**Text to read:**
━━━━━━━━━━━━━━━━
Andrew Quy (born 4 July 1976) is an English retired footballer who played as a goalkeeper, most notably in the Conference for Hereford United. After retiring as a footballer, he became a goalkeeping coach and worked with the first team squads at Lincoln City, Stoke City, Brentford and Burton Albion. He is currently assistant coach at Charlotte FC.

Playing career
Quy was born in Harlow and began his career with Tottenham Hotspur on a YTS contract. After failing to win a professional contract at White Hart Lane, he transferred to Derby County in July 1994 and subsequently spent time out on loan at Stalybridge Celtic. Following another non-playing spell at Grimsby Town during the 1996–97 season, Quy had short spells with Stevenage Borough and Kettering Town, before finally finding regular football with Hereford United in 1997. However, his career was cut short by injury and after spells with Halesowen Town and Belper Town, Quy decided to take up coaching.
━━━━━━━━━━━━━━━━
**Problems to work on:**
**A)** Summarize the Andrew Quy biography above in two sentences.
**B)** According to the Andrew Quy biography, which club did he move to in July 1994?

**Source data:**
━━━━━━━━━━━━━━━━
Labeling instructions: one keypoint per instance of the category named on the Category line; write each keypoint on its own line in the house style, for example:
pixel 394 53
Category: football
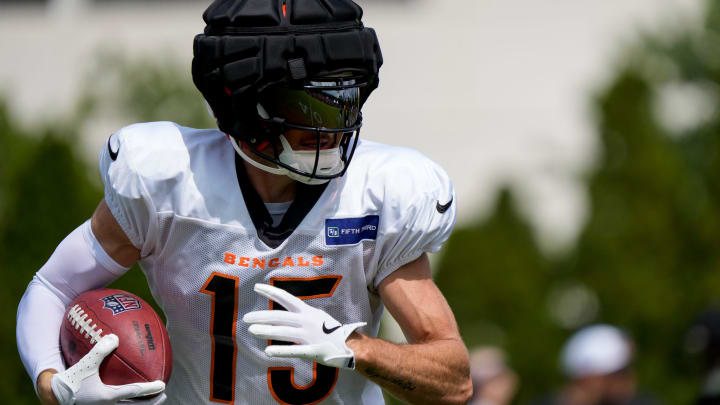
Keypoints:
━━━━━━━━━━━━━━━━
**The results:**
**A)** Andrew Quy, born in Harlow in 1976, is a retired English goalkeeper who began at Tottenham Hotspur, passed through several clubs, and found regular football with Hereford United in 1997 before injury cut his career short. He then became a goalkeeping coach, working with the first team squads at Lincoln City, Stoke City, Brentford and Burton Albion, and he is now assistant coach at Charlotte FC.

**B)** Derby County.